**OBJECTIVE 1:** Return the records unchanged, starting at the line that contains "Can you find the vegas" and continuing through the last line of the records.

**DOCUMENT EXTRACT:**

§ §

Playing with my stretch block

OLYMPUS DIGITAL CAMERAI have been in need of instant gratification recently so I have been playing with my stretch block.  Having a stretch block is wonderful, I can use it for an infinite number of designs, all of which only take a couple of hours to make.  My stretch block came from some pattern making classes I took at Raystitch with the lovely Alice.  I can’t recommend these classes enough as Alice is a great teacher who makes it all look very easy and gives you lots of inspiration and encouragement (also plies you with wine and cake which makes the sewing much easier).

OLYMPUS DIGITAL CAMERAThis is a simple dress which is smart enough for work but fun enough for play.  Stretch dresses are an absolute godsend to those of us who cycle to work as they fold up next to nothing in a pannier and come out looking fresh and new.

§ §

**ROWS:**
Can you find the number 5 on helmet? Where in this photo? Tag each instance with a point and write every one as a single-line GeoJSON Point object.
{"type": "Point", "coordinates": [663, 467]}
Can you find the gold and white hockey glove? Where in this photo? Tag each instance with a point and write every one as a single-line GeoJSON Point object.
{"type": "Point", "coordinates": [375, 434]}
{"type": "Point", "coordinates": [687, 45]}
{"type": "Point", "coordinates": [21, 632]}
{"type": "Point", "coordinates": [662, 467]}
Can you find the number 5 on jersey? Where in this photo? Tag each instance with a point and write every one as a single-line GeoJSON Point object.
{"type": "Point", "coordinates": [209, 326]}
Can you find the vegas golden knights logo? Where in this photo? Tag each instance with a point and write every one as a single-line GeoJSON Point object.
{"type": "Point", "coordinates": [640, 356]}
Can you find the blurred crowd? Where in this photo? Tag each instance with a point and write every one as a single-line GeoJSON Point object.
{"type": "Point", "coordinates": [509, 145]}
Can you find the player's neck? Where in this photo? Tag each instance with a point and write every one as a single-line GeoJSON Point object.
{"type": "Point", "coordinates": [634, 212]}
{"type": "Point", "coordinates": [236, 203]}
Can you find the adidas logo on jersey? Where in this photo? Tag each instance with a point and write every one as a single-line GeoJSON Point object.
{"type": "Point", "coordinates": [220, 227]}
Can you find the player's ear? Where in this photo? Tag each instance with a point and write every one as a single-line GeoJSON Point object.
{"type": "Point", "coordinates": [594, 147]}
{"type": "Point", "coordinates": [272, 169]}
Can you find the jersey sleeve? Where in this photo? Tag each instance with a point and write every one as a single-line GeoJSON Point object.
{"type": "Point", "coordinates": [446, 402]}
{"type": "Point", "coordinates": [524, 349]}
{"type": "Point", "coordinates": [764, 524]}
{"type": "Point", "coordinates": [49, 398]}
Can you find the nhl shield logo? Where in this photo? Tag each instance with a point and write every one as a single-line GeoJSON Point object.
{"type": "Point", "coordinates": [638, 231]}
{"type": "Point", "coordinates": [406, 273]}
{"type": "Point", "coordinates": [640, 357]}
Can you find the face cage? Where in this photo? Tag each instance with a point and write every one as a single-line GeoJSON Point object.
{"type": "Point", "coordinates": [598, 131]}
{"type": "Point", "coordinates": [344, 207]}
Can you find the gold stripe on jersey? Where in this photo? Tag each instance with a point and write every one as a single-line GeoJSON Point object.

§ §

**OBJECTIVE 2:** List each thing the post about the stretch block says Alice gives or plies her students with.

**TASK SOLUTION 1:**
Can you find the vegas golden knights logo? Where in this photo? Tag each instance with a point and write every one as a single-line GeoJSON Point object.
{"type": "Point", "coordinates": [640, 356]}
Can you find the blurred crowd? Where in this photo? Tag each instance with a point and write every one as a single-line GeoJSON Point object.
{"type": "Point", "coordinates": [509, 145]}
Can you find the player's neck? Where in this photo? Tag each instance with a point and write every one as a single-line GeoJSON Point object.
{"type": "Point", "coordinates": [634, 212]}
{"type": "Point", "coordinates": [236, 203]}
Can you find the adidas logo on jersey? Where in this photo? Tag each instance with a point and write every one as a single-line GeoJSON Point object.
{"type": "Point", "coordinates": [220, 227]}
Can you find the player's ear? Where in this photo? Tag each instance with a point and write every one as a single-line GeoJSON Point object.
{"type": "Point", "coordinates": [594, 147]}
{"type": "Point", "coordinates": [272, 169]}
Can you find the jersey sleeve? Where in this photo? Tag each instance with a point and write every one as a single-line GeoJSON Point object.
{"type": "Point", "coordinates": [446, 402]}
{"type": "Point", "coordinates": [524, 349]}
{"type": "Point", "coordinates": [764, 524]}
{"type": "Point", "coordinates": [49, 398]}
Can you find the nhl shield logo? Where in this photo? Tag each instance with a point and write every one as a single-line GeoJSON Point object.
{"type": "Point", "coordinates": [638, 231]}
{"type": "Point", "coordinates": [406, 273]}
{"type": "Point", "coordinates": [640, 357]}
Can you find the face cage? Where in this photo? Tag each instance with a point and write every one as a single-line GeoJSON Point object.
{"type": "Point", "coordinates": [598, 131]}
{"type": "Point", "coordinates": [344, 207]}
Can you find the gold stripe on jersey? Where in this photo? Tag each instance with a point and write every one as a single-line GeoJSON Point object.

**TASK SOLUTION 2:**
- Inspiration
- Encouragement
- Wine
- Cake